◆ **EXTRACT PROVIDED**
-- Start --
Can someone from Amazon please answer.

Jared Mauch jared at puck.nether.net
Sat Aug 27 00:12:44 UTC 2016


My personal favorite broken domain is New York State Thruway folks.

https://ednscomp.isc.org/ednscomp/cb652bc112

If you ask for AAAA of www.thruway.ny.gov it is a CNAME to www.wip.thruway.ny.gov and that
breaks a number of DNS servers and load balancers, eg:

$ host -t aaaa www.wip.thruway.ny.gov
;; reply from unexpected source: 2001:558:100e:4:69:252:66:215#53, expected 2001:558:feed::1#53
;; reply from unexpected source: 2001:558:100e:4:69:252:66:215#53, expected 2001:558:feed::1#53

Waiting for the timeouts to occur or trying to get a robust response via TCP is problematic at best.

DNS works really well despite much of the damage from firewall vendors and ill informed consultants.

- Jared

> On Aug 26, 2016, at 7:54 PM, Josh Reynolds <josh at kyneticwifi.com> wrote:
> 
> Excellent info, thank you Mark.
> 
> On Aug 26, 2016 6:53 PM, "Mark Andrews" <marka at isc.org> wrote:
> 
>> 
>> In message <CAC6=tfYnPX2pGCNNjaeV+yVENypMFqf02JmD58fgJExQfZku_Q@
>> mail.gmail.com>, Josh Reynolds writes:
>>> 
>>> Just looking at the RFC...
-- End --
◆ **DATASET EXTRACT**
-- Start --
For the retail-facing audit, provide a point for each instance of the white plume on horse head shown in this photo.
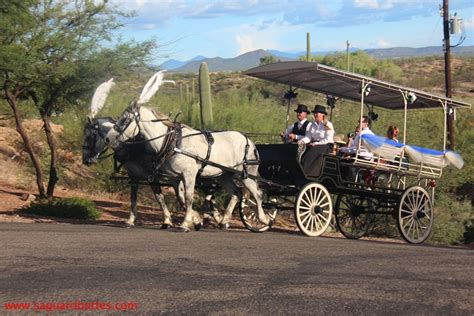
-- End --
◆ **GIVEN TASK**
In the mailing list post, rewrite the stretch from "My personal favorite" through "problematic at best.", changing "load balancers" to "proxies".

◆ **CORRECT ANSWER**
My personal favorite broken domain is New York State Thruway folks.

https://ednscomp.isc.org/ednscomp/cb652bc112

If you ask for AAAA of www.thruway.ny.gov it is a CNAME to www.wip.thruway.ny.gov and that
breaks a number of DNS servers and proxies, eg:

$ host -t aaaa www.wip.thruway.ny.gov
;; reply from unexpected source: 2001:558:100e:4:69:252:66:215#53, expected 2001:558:feed::1#53
;; reply from unexpected source: 2001:558:100e:4:69:252:66:215#53, expected 2001:558:feed::1#53

Waiting for the timeouts to occur or trying to get a robust response via TCP is problematic at best.